## What you are asked to do
Reproduce the listing below word for word, leaving every line unchanged.

(Records from a data collection)
──────
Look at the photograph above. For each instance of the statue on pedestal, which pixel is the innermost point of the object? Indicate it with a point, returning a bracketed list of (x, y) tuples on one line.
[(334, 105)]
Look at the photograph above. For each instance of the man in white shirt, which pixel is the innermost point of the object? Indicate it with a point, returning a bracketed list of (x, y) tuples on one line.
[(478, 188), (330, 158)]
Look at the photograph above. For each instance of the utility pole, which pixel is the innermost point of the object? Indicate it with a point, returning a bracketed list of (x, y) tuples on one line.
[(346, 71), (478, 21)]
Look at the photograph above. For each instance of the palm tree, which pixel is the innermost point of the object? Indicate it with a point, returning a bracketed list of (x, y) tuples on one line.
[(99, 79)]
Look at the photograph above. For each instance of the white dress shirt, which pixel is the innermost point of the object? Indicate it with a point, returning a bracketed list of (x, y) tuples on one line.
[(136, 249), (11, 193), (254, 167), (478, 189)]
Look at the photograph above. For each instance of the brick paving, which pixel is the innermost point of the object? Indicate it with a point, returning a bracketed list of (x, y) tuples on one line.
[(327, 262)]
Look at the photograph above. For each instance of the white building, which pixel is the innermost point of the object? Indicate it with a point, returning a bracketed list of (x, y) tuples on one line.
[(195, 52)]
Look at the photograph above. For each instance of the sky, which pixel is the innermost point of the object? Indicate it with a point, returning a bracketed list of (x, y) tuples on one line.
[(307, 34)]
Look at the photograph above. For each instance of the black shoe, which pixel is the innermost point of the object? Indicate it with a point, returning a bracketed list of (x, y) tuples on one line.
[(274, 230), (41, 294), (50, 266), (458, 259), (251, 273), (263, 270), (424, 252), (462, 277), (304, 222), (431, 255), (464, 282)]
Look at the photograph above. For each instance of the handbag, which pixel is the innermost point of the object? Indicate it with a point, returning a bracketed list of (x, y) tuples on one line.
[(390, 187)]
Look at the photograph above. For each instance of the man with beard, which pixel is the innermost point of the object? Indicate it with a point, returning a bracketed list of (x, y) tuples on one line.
──────
## Answer to this problem
Look at the photograph above. For each instance of the statue on pedestal, which pixel is the innermost point of the object? Indicate it with a point, returning a bracketed list of (x, y) tuples on one line.
[(334, 105)]
Look at the photograph above. For each instance of the man in white shirt, which pixel is the innermost point of the object? Indicate it with a point, returning a bracketed list of (x, y) tuples on one line.
[(478, 188), (330, 158)]
Look at the photograph above. For each instance of the utility pole, which pixel is the innermost point of the object? Indicate it with a point, returning a bracketed list of (x, y) tuples on one line.
[(346, 71), (478, 21)]
Look at the photograph above. For each instance of the palm tree, which pixel is the innermost point of the object? Indicate it with a point, returning a bracketed list of (x, y) tuples on one line.
[(99, 79)]
Look at the photograph above. For each instance of the white dress shirt, which pixel is the innermost point of the object? Indicate it with a point, returning a bracketed list of (x, y) tuples on one line.
[(136, 249), (11, 193), (254, 167), (478, 189)]
Look at the photograph above. For each instance of the brick paving, which pixel is the innermost point of the object? Indicate it with a point, returning a bracketed list of (x, y) tuples on one line.
[(327, 262)]
Look at the photograph above. For each instance of the white building, which pixel is the innermost point of the object? Indicate it with a point, returning a bracketed list of (x, y) tuples on one line.
[(195, 52)]
Look at the photograph above. For each instance of the sky, which pixel is the innermost point of the object? Indicate it with a point, returning a bracketed list of (x, y) tuples on one line.
[(307, 34)]
Look at the photograph above. For each instance of the black shoe, which pixel is the innermost point of the object? Indicate it with a point, returning a bracketed list of (x, y) tuples on one line.
[(274, 230), (41, 294), (50, 266), (458, 259), (251, 273), (263, 270), (424, 252), (462, 277), (304, 222), (431, 255), (464, 282)]
Look at the photograph above. For each instance of the handbag, which pixel is the innermost point of the object? Indicate it with a point, returning a bracketed list of (x, y) tuples on one line.
[(390, 187)]
Look at the photograph above. For each instance of the man with beard, which pixel is the innermost point of the object? Indicate it with a point, returning a bracketed list of (x, y) tuples on one line.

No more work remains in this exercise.